WHAT IS ASKED: Copy out every one of the records below word for word, leaving out the pictures.

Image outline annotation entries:
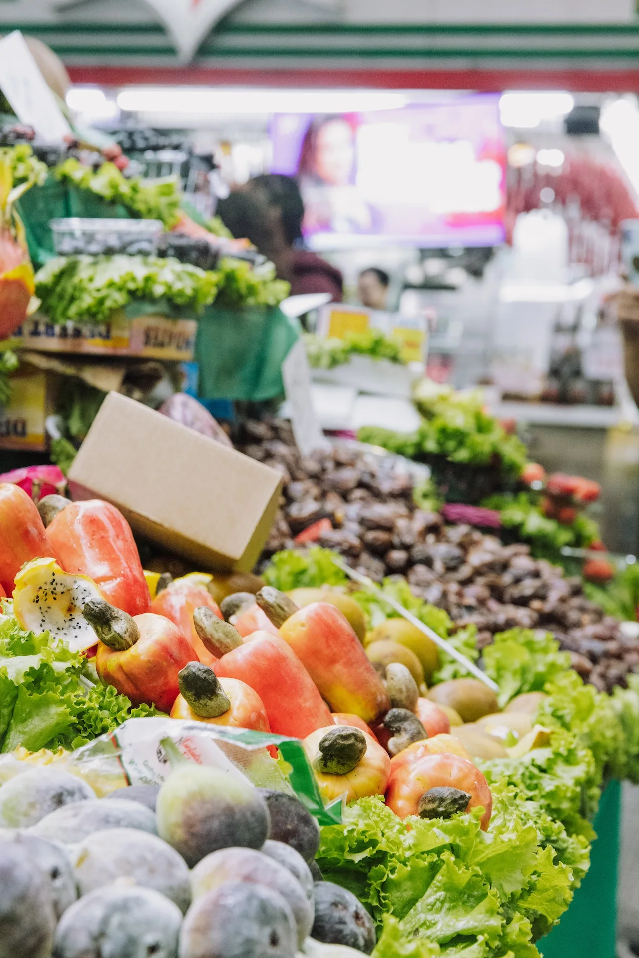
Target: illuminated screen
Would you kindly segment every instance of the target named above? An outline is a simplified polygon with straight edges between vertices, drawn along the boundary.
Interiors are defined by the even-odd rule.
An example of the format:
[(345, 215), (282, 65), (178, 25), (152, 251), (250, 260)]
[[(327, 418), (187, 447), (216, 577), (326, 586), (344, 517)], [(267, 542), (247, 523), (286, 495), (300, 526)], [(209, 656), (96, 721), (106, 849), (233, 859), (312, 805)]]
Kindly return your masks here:
[(506, 148), (499, 97), (394, 110), (277, 114), (271, 171), (295, 176), (314, 249), (504, 239)]

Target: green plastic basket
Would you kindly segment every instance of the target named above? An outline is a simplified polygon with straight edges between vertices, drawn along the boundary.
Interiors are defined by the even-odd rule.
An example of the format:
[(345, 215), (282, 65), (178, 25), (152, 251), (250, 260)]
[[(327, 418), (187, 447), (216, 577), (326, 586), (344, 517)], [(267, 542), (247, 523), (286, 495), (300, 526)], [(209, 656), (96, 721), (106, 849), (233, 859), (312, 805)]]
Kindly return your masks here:
[(593, 822), (590, 870), (559, 924), (537, 942), (543, 958), (615, 958), (620, 806), (619, 782), (611, 782)]

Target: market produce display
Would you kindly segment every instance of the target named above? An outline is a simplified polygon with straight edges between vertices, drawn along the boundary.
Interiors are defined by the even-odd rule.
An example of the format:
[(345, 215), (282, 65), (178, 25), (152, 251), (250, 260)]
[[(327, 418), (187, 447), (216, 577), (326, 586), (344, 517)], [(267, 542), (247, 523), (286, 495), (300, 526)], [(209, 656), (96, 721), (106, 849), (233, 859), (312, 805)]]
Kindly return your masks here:
[[(285, 501), (266, 545), (266, 556), (281, 553), (272, 574), (279, 587), (308, 584), (310, 559), (290, 550), (315, 543), (377, 582), (405, 576), (410, 589), (395, 587), (408, 596), (406, 604), (421, 600), (442, 610), (434, 627), (441, 634), (464, 636), (471, 627), (482, 649), (504, 629), (549, 629), (574, 668), (601, 690), (623, 683), (639, 664), (637, 642), (584, 595), (579, 578), (535, 559), (525, 543), (504, 545), (494, 535), (446, 525), (440, 513), (418, 508), (416, 481), (392, 458), (343, 444), (303, 459), (288, 423), (279, 421), (246, 422), (239, 442), (247, 455), (284, 473)], [(321, 559), (314, 561), (322, 566)], [(327, 582), (346, 582), (330, 559), (324, 568)]]

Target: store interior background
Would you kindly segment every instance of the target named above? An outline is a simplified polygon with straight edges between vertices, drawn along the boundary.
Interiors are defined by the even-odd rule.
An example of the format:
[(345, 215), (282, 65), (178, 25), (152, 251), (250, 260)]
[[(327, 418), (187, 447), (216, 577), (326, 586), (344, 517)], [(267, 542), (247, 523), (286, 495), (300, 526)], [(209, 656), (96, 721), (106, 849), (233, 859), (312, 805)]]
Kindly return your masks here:
[[(212, 154), (217, 191), (272, 169), (276, 114), (386, 115), (402, 106), (468, 99), (416, 89), (75, 84), (67, 102), (80, 123), (104, 130), (144, 125)], [(515, 420), (547, 468), (585, 474), (604, 487), (610, 548), (639, 552), (639, 417), (629, 399), (608, 297), (619, 285), (619, 222), (639, 203), (639, 104), (618, 92), (504, 91), (507, 241), (464, 247), (368, 244), (323, 248), (357, 303), (357, 276), (391, 276), (388, 307), (433, 310), (429, 375), (458, 388), (481, 384), (493, 411)], [(175, 169), (166, 151), (158, 172)], [(621, 198), (608, 196), (605, 171)], [(393, 175), (389, 171), (387, 175)], [(451, 171), (454, 179), (455, 171)], [(446, 184), (454, 189), (454, 182)], [(194, 197), (214, 212), (215, 197)], [(410, 428), (410, 423), (407, 423)]]

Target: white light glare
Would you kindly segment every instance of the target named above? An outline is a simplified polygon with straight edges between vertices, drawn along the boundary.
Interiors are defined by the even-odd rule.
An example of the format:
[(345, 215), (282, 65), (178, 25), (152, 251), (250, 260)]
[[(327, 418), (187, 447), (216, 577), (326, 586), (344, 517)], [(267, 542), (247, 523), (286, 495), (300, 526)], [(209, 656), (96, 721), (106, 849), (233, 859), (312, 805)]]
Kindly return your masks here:
[(569, 93), (504, 93), (499, 99), (502, 124), (519, 129), (534, 129), (543, 120), (558, 120), (574, 105)]
[(72, 86), (66, 95), (67, 106), (75, 113), (96, 119), (109, 119), (118, 112), (117, 104), (107, 100), (97, 86)]
[(634, 98), (615, 100), (602, 112), (600, 129), (607, 136), (617, 159), (639, 193), (639, 109)]
[(537, 149), (536, 161), (542, 167), (562, 167), (565, 156), (560, 149)]
[(205, 86), (135, 86), (118, 96), (132, 113), (244, 114), (355, 113), (405, 106), (401, 93), (377, 90), (220, 89)]

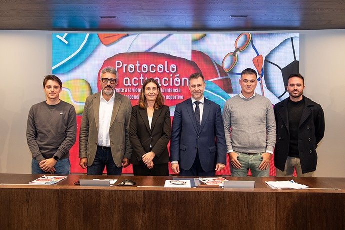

EXPECTED ANSWER:
Target: illuminated screen
Would you kindly segment every instance of the target named above? An outline is a simplified polygon with straight edges between vertices, drawn along the boundary.
Interiors are defined by the even-odd rule.
An example of the format:
[(345, 215), (282, 65), (178, 25), (152, 251), (250, 260)]
[[(327, 418), (187, 447), (216, 577), (326, 586), (344, 517)], [(267, 542), (247, 523), (286, 495), (300, 526)], [(209, 656), (96, 721), (106, 849), (233, 859), (312, 805)]]
Kindly return your masks here:
[(506, 148), (499, 97), (394, 110), (277, 114), (271, 171), (295, 176), (314, 249), (504, 239)]

Target: green plastic basket
Would you kindly segment every instance of the target named above? An outline is a simplified polygon with straight edges between vertices, drawn along the boundary.
Interiors are defined by the even-odd rule.
An example of the format:
[(345, 215), (282, 65), (178, 25), (152, 251), (250, 260)]
[[(327, 418), (187, 447), (216, 577), (326, 586), (344, 517)], [(267, 542), (247, 523), (286, 495), (300, 526)], [(209, 656), (96, 721), (106, 849), (233, 859), (312, 805)]]
Kindly return your masks here:
[(593, 822), (590, 870), (559, 924), (537, 942), (543, 958), (615, 958), (620, 806), (619, 782), (611, 782)]

Target: market produce display
Would you kindly segment every instance of the target named above? An outline is a simplified polygon with straight edges between vertices, drawn along the boundary.
Interiors are defined by the even-odd rule.
An example of the format:
[(345, 215), (282, 65), (178, 25), (152, 251), (250, 260)]
[[(327, 418), (187, 447), (216, 577), (326, 586), (344, 517)], [(267, 542), (247, 523), (286, 495), (300, 526)], [(209, 656), (96, 721), (106, 849), (233, 859), (312, 805)]]
Kindly return your masks here:
[[(285, 501), (266, 545), (266, 556), (281, 553), (272, 574), (279, 587), (308, 584), (310, 559), (290, 550), (315, 543), (377, 582), (405, 576), (410, 589), (395, 587), (408, 596), (406, 604), (421, 600), (442, 610), (434, 627), (441, 634), (464, 636), (471, 627), (482, 649), (504, 629), (549, 629), (574, 668), (601, 690), (623, 683), (639, 664), (637, 642), (584, 595), (579, 578), (535, 559), (525, 543), (504, 545), (494, 535), (446, 525), (440, 513), (418, 508), (416, 481), (392, 458), (343, 444), (303, 459), (288, 423), (279, 421), (246, 422), (239, 442), (247, 455), (284, 473)], [(321, 559), (314, 561), (322, 566)], [(327, 582), (346, 582), (330, 559), (324, 568)]]

Target: store interior background
Would you kindly segment every instance of the target named above? An outline is a simplified polygon with straight edges between vertices, drawn along the boundary.
Interiors are defined by the even-odd rule.
An example of the format:
[(345, 215), (282, 65), (178, 25), (152, 251), (250, 260)]
[[(327, 418), (187, 447), (216, 577), (326, 586), (344, 517)], [(267, 542), (247, 523), (286, 495), (300, 526)], [(209, 656), (96, 721), (106, 849), (233, 859), (312, 805)]]
Kindly return your masks here:
[[(212, 154), (217, 191), (272, 169), (276, 114), (386, 115), (402, 106), (468, 99), (416, 89), (75, 84), (67, 102), (80, 123), (104, 130), (144, 125)], [(515, 420), (547, 468), (585, 474), (604, 487), (610, 548), (639, 552), (639, 417), (629, 399), (608, 297), (619, 285), (619, 222), (639, 203), (639, 104), (618, 92), (504, 91), (507, 241), (464, 247), (368, 244), (323, 248), (357, 303), (357, 276), (391, 276), (388, 307), (433, 310), (429, 375), (458, 388), (481, 384), (493, 411)], [(175, 169), (166, 151), (158, 172)], [(621, 198), (608, 196), (605, 171)], [(393, 175), (389, 171), (387, 175)], [(451, 171), (454, 179), (455, 171)], [(446, 184), (454, 189), (454, 182)], [(194, 197), (214, 212), (215, 197)], [(410, 428), (410, 423), (407, 423)]]

Target: white light glare
Would you kindly segment every instance of the target named above? An outline is a simplified polygon with straight edges between vertices, drawn along the boundary.
Interiors are defined by the even-odd rule.
An example of the format:
[(345, 215), (282, 65), (178, 25), (152, 251), (250, 260)]
[[(327, 418), (187, 447), (216, 577), (326, 586), (344, 517)], [(267, 542), (247, 523), (286, 495), (300, 526)], [(209, 656), (96, 721), (106, 849), (233, 859), (312, 805)]]
Kindly return your masks here:
[(569, 93), (504, 93), (499, 99), (502, 124), (519, 129), (534, 129), (543, 120), (558, 120), (574, 105)]
[(72, 86), (66, 95), (67, 106), (75, 113), (96, 119), (109, 119), (118, 112), (117, 104), (107, 100), (97, 86)]
[(634, 98), (615, 100), (602, 112), (600, 129), (607, 136), (617, 159), (639, 193), (639, 109)]
[(537, 149), (536, 161), (542, 167), (562, 167), (565, 156), (560, 149)]
[(205, 86), (135, 86), (118, 96), (132, 113), (244, 114), (355, 113), (405, 106), (401, 93), (377, 90), (220, 89)]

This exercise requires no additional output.